Das Schlegeln der Flegel

Moviekritik: Safe
Bildquelle: 
© 2012 Rialto Film AG, Zürich

Text von Mike Mateescu

 

Triaden-Terror, Dirty Cops und Russenbesuch. Ein Ex-Müllmann gerät in New Yorks Unterwelt zwischen alle Fronten, weil er sich für ein kleines Mädchen mit einem tödlichen Geheimnis stark macht. Selbst der Bürgermeister persönlich verfügt, dass das Kind die Stadt keinesfalls lebendig zu verlassen hat. Was die meisten seiner Feinde jedoch nicht ahnen; der Abfall, den er einst entsorgte, kam nicht in Tüten …  

 

Bild 1:Luke (Statham) in Schlegellaune. / Bild 2: Wer sich mit den falschen Leuten anlegt, landet im Kofferraum. (Mit Maus über Bild fahren) 

 

Luke Wright führt ein knallhartes Leben, doch allmählich bessert es sich. Ein Jahr zuvor verscherzte er es sich mit einem russischen Mafiaboss, weil er in einem illegalen Showkampf aufgrund eines gänzlich unqualifizierten Gegners versehentlich gewonnen hatte. Kurz darauf brachten die Häscher des geprellten Gangsterkönigs seine Frau auf bestialische Weise um und seither ist er auf der Flucht. Lebt auf der Strasse, schläft in den Schatten und spricht mit niemandem. Denn die Russen haben ihn weiterhin unter Beobachtung und murksen jede Menschenseele ab, der er zu nahe kommt. Auf ewig soll er ein obdachloses Wrack ohne soziale Kontakte bleiben. Schliesslich läuft er sogar seinen ehemaligen Kollegen vom NYPD in die Arme, mit welchen er einst unter dem Radar Jagd auf verbrecherische Organisationen gemacht hatte.

Datensätze:

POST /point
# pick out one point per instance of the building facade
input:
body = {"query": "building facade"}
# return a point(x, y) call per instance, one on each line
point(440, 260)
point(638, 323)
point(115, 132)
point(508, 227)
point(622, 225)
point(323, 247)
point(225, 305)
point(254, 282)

Aufgabenstellung:
Liste aus der Filmkritik zu „Safe“ alle Dinge auf, die über Luke Wrights Leben auf der Flucht in dem Satz beginnend mit „Lebt auf der Strasse“ aufgezählt werden.

Lösung:
- Er lebt auf der Strasse.
- Er schläft in den Schatten.
- Er spricht mit niemandem.